**TO DO**
Render the records below as a two-column CSV with the header row input,output, one row per record. Put each record's text in input and its answer in output, each in a single quoted field with line breaks replaced by spaces.

**ENTRIES**

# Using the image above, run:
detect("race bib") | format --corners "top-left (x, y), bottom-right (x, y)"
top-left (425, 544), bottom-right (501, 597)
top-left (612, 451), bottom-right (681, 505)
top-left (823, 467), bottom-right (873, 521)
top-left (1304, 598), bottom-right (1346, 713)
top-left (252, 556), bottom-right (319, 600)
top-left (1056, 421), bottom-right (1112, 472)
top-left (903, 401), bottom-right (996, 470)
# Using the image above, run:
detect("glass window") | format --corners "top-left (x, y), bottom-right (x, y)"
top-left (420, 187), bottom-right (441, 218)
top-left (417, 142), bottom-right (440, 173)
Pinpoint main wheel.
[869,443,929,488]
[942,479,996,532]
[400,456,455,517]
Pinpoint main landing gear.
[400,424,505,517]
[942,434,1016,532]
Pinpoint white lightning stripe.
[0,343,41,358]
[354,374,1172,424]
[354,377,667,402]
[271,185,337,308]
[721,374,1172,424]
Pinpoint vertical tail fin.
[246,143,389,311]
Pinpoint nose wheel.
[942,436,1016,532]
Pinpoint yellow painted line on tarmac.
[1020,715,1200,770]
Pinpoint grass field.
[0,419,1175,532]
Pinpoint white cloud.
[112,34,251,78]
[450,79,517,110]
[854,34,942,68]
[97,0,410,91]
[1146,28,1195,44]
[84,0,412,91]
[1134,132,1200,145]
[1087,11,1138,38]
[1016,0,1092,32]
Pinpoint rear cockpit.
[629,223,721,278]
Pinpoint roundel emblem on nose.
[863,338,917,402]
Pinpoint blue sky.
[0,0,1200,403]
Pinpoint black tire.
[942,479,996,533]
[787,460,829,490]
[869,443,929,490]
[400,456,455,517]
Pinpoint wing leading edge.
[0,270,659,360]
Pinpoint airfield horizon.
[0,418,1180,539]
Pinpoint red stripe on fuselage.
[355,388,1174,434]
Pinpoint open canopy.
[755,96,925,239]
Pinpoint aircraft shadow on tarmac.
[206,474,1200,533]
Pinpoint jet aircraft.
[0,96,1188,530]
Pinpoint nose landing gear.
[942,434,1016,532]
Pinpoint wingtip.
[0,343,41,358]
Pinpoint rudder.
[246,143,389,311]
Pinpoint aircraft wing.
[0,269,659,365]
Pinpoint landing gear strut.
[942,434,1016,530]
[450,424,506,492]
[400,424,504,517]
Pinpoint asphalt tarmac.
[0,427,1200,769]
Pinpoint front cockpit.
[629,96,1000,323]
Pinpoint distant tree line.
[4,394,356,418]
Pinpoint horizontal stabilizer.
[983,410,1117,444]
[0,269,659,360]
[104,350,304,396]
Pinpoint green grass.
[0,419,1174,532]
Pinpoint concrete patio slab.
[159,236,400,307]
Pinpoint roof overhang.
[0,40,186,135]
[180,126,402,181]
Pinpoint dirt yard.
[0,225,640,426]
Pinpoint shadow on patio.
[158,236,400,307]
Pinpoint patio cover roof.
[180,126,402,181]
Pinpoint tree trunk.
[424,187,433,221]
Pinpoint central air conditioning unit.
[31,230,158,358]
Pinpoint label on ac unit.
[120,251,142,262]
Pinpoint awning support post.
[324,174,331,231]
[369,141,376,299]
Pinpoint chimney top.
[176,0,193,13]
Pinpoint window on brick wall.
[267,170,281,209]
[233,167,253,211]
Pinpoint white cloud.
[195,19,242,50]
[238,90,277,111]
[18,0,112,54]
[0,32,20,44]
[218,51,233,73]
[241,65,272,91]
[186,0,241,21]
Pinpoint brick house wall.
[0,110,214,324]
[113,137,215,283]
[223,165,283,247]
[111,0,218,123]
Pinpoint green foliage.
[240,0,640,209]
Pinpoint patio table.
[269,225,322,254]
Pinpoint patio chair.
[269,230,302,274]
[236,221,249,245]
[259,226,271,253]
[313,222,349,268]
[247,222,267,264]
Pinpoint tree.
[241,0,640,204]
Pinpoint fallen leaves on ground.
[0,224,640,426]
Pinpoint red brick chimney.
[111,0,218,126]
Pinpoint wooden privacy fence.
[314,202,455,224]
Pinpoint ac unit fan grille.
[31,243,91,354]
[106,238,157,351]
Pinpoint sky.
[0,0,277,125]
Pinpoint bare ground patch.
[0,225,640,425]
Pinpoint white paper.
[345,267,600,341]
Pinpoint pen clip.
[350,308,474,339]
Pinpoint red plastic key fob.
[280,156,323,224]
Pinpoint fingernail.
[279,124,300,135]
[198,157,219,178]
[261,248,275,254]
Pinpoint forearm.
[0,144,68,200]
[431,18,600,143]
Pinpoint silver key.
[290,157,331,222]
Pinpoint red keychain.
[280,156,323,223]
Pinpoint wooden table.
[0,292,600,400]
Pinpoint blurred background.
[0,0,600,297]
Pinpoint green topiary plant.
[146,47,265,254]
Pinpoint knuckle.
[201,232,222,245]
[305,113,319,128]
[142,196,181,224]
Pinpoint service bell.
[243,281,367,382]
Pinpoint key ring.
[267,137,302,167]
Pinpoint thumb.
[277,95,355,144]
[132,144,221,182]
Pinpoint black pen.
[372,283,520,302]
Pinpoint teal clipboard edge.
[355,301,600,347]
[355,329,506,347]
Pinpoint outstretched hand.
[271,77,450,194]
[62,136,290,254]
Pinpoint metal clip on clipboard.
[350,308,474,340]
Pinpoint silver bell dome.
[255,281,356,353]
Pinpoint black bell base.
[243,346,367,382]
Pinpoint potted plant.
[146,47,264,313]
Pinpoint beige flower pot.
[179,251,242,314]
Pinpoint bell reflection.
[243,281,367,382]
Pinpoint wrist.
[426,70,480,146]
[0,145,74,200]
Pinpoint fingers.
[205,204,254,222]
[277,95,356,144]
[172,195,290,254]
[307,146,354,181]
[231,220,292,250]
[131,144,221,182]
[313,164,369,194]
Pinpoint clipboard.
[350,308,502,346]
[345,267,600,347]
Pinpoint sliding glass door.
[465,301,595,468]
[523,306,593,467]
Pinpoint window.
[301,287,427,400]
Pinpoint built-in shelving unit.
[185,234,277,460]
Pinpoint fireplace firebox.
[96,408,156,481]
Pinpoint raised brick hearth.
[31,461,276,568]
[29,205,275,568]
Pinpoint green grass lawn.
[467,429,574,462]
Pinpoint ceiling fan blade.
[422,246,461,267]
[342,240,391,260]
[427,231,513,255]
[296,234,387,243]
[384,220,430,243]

**COMPLETED EXERCISE**
input,output
"# Using the image above, run: detect(""race bib"") | format --corners ""top-left (x, y), bottom-right (x, y)""","top-left (425, 544), bottom-right (501, 597) top-left (612, 451), bottom-right (681, 505) top-left (823, 467), bottom-right (873, 521) top-left (1304, 598), bottom-right (1346, 713) top-left (252, 556), bottom-right (319, 600) top-left (1056, 421), bottom-right (1112, 472) top-left (903, 401), bottom-right (996, 470)"
"# Using the image above, run: detect(""glass window"") | format --corners ""top-left (x, y), bottom-right (x, y)""","top-left (420, 187), bottom-right (441, 218) top-left (417, 142), bottom-right (440, 173)"
"Pinpoint main wheel.","[869,443,929,488] [942,479,996,532] [400,456,455,517]"
"Pinpoint main landing gear.","[400,424,505,517] [942,434,1016,532]"
"Pinpoint white lightning stripe.","[0,343,41,358] [354,374,1172,424] [354,377,667,402] [271,185,337,308] [721,374,1172,424]"
"Pinpoint vertical tail fin.","[246,143,389,311]"
"Pinpoint nose wheel.","[942,436,1016,532]"
"Pinpoint yellow painted line on tarmac.","[1020,715,1200,770]"
"Pinpoint grass field.","[0,419,1175,532]"
"Pinpoint white cloud.","[112,34,251,78] [450,79,517,110] [854,34,942,68] [97,0,410,91] [1146,28,1195,44] [84,0,412,91] [1134,132,1200,145] [1087,11,1138,38] [1016,0,1092,32]"
"Pinpoint rear cockpit.","[629,223,721,278]"
"Pinpoint roundel emblem on nose.","[863,338,917,402]"
"Pinpoint blue sky.","[0,0,1200,403]"
"Pinpoint black tire.","[942,479,996,533] [787,460,829,490] [869,443,929,490] [400,456,455,517]"
"Pinpoint wing leading edge.","[0,270,659,360]"
"Pinpoint airfield horizon.","[0,418,1180,539]"
"Pinpoint red stripe on fuselage.","[355,388,1174,434]"
"Pinpoint open canopy.","[755,96,925,239]"
"Pinpoint aircraft shadow on tarmac.","[206,474,1200,533]"
"Pinpoint jet aircraft.","[0,96,1188,530]"
"Pinpoint nose landing gear.","[942,434,1016,532]"
"Pinpoint wingtip.","[0,343,41,358]"
"Pinpoint rudder.","[246,143,389,311]"
"Pinpoint aircraft wing.","[0,269,659,365]"
"Pinpoint landing gear strut.","[942,434,1016,530] [450,424,506,492] [400,424,504,517]"
"Pinpoint asphalt tarmac.","[0,427,1200,769]"
"Pinpoint front cockpit.","[629,96,1000,323]"
"Pinpoint distant tree line.","[4,394,356,418]"
"Pinpoint horizontal stabilizer.","[983,410,1117,444] [0,269,659,360] [104,350,304,396]"
"Pinpoint green grass.","[0,419,1174,532]"
"Pinpoint concrete patio slab.","[159,236,400,307]"
"Pinpoint roof overhang.","[0,40,186,135] [180,126,402,181]"
"Pinpoint dirt yard.","[0,225,640,426]"
"Pinpoint shadow on patio.","[158,236,400,307]"
"Pinpoint patio cover roof.","[180,126,402,181]"
"Pinpoint tree trunk.","[424,187,433,221]"
"Pinpoint central air conditioning unit.","[31,230,158,358]"
"Pinpoint label on ac unit.","[120,251,142,262]"
"Pinpoint awning support post.","[324,174,331,231] [369,141,376,299]"
"Pinpoint chimney top.","[176,0,193,13]"
"Pinpoint window on brick wall.","[267,170,281,209] [233,167,253,211]"
"Pinpoint white cloud.","[195,19,242,50] [238,90,277,111] [18,0,112,54] [0,32,20,44] [218,51,233,73] [241,65,272,91] [186,0,241,21]"
"Pinpoint brick house wall.","[0,110,214,324] [113,137,215,283] [223,165,283,247] [111,0,218,123]"
"Pinpoint green foliage.","[240,0,640,209]"
"Pinpoint patio table.","[269,225,322,254]"
"Pinpoint patio chair.","[269,230,302,274] [236,221,249,245] [259,226,271,253] [313,222,349,268] [247,222,267,264]"
"Pinpoint tree.","[241,0,640,204]"
"Pinpoint fallen leaves on ground.","[0,224,640,426]"
"Pinpoint red brick chimney.","[111,0,218,126]"
"Pinpoint wooden privacy fence.","[314,202,455,224]"
"Pinpoint ac unit fan grille.","[31,243,91,354] [106,238,157,351]"
"Pinpoint sky.","[0,0,277,125]"
"Pinpoint bare ground patch.","[0,225,640,425]"
"Pinpoint white paper.","[345,267,600,341]"
"Pinpoint pen clip.","[350,308,474,339]"
"Pinpoint red plastic key fob.","[280,156,323,224]"
"Pinpoint fingernail.","[279,124,300,135] [198,157,219,178] [261,248,275,254]"
"Pinpoint forearm.","[0,144,68,200] [431,18,600,143]"
"Pinpoint silver key.","[290,157,331,222]"
"Pinpoint red keychain.","[280,156,323,223]"
"Pinpoint wooden table.","[0,292,600,400]"
"Pinpoint blurred background.","[0,0,600,297]"
"Pinpoint green topiary plant.","[146,47,265,254]"
"Pinpoint knuckle.","[201,232,222,245] [305,113,319,128] [142,196,181,224]"
"Pinpoint service bell.","[243,281,367,382]"
"Pinpoint key ring.","[267,137,302,167]"
"Pinpoint thumb.","[277,95,355,144] [132,144,221,182]"
"Pinpoint black pen.","[372,283,520,302]"
"Pinpoint teal clipboard edge.","[355,301,600,347] [355,329,506,347]"
"Pinpoint outstretched hand.","[271,77,450,194] [62,136,290,254]"
"Pinpoint metal clip on clipboard.","[350,308,474,340]"
"Pinpoint silver bell dome.","[255,281,356,353]"
"Pinpoint black bell base.","[243,346,367,382]"
"Pinpoint potted plant.","[146,47,264,313]"
"Pinpoint beige flower pot.","[179,251,242,314]"
"Pinpoint bell reflection.","[243,281,367,382]"
"Pinpoint wrist.","[426,70,480,146] [0,145,74,200]"
"Pinpoint fingers.","[205,204,254,222] [277,95,356,144] [172,195,290,254] [307,146,354,181] [231,220,292,250] [131,144,221,182] [313,164,369,194]"
"Pinpoint clipboard.","[350,308,502,346] [345,267,600,347]"
"Pinpoint sliding glass door.","[465,301,595,468] [523,306,593,467]"
"Pinpoint window.","[301,287,427,400]"
"Pinpoint built-in shelving unit.","[185,234,277,460]"
"Pinpoint fireplace firebox.","[96,408,156,481]"
"Pinpoint raised brick hearth.","[31,461,276,568] [29,205,275,568]"
"Pinpoint green grass lawn.","[467,429,574,462]"
"Pinpoint ceiling fan blade.","[422,246,461,267] [342,240,391,260] [427,231,513,255] [296,234,387,243] [384,220,430,243]"